Amazon’s decision in March to temporarily stop accepting shipments of non-essential goods to its warehouses has resulted in dwindling Prime supply as sellers run out of stock of items stored in FBA. Less than 80% of the top Amazon sellers offer Prime shipping for more than half of their assortment, down from 87% a few months ago.
While the decrease appears small, it represents the first significant drop in Prime assortment by the top sellers in years. Top 10,000 sellers on Amazon.com were considered because, as a group, they represent the majority of the marketplace GMV, each with yearly sales exceeding $1 million.
Furthermore, across hundreds of thousands of active Amazon sellers in the U.S. marketplace, the share has also decreased from 55% to 50%. Most of the sellers have adapted to fulfill orders from their own warehouse, moved some to an alternative third-party logistics (3PL) warehouse, or are waiting for FBA to restore operations hoping their supplies there last.
On March 17th, Amazon started prioritizing the stocking of household staples and medical supplies, “so we can more quickly receive, restock, and ship these products to customers,” the company said. However, to do so, Amazon had temporarily disabled shipments for products that do not fall into the essentials or high-demand categories. The company didn’t remove products already stored in its warehouses from selling. But no new inventory was allowed to be shipped to Amazon, which has now caused stock-outs as items continued to sell.
Before the COVID-19 pandemic and the FBA breakdown it has caused, the number of sellers offering products through Prime was steadily increasing. The number of top sellers offering Prime has grown from 56% in 2016, 63% in 2017, 73% in 2018, to 85% in 2019. In February 2020, it reached an all-time high of 87%.
Amazon’s market share stronghold is built on the army of sellers with inventory stored in FBA. Launched on September 19th, 2006, FBA has become a cornerstone service enabling the Amazon flywheel. The growing Prime memberships and the increasing number of sellers offering Prime shipping are the two forces spinning the flywheel. The switching costs and the cost advantage of FBA make it a moat.
Amazon’s Buy Box algorithm that decides which seller gets the sale as a customer press “Buy” on an item used to favor those offering Prime shipping. In part, because more than 150 million shoppers on Amazon are Prime members, but also because the company trusts merchants using FBA more than those who don’t. Sellers handling fulfillment themselves would need to be considerably cheaper than the FBA offer to get the sale. Two weeks Amazon changed the Buy Box algorithm to give the preference to offers fulfillment by a merchant. Many merchants saw a significant increase in non-FBA sales because of that. Those merchants are fulfilling orders faster than Amazon can.
Fulfillment by Amazon (FBA) importance will restore when things resume back to normal. Once customers start looking for two-day and next-day delivery, most of the sellers will be back using FBA to get them that.
+++
## Task directions
In the article on Amazon sellers and Prime shipping, what share of top sellers offered Prime in February 2020?

## Raw data
+++
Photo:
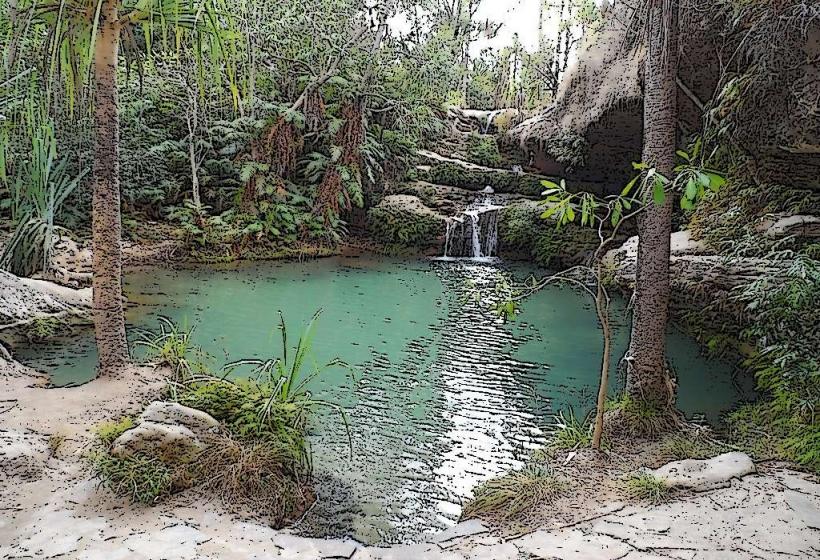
+++
## Answer to this task
87%, an all-time high.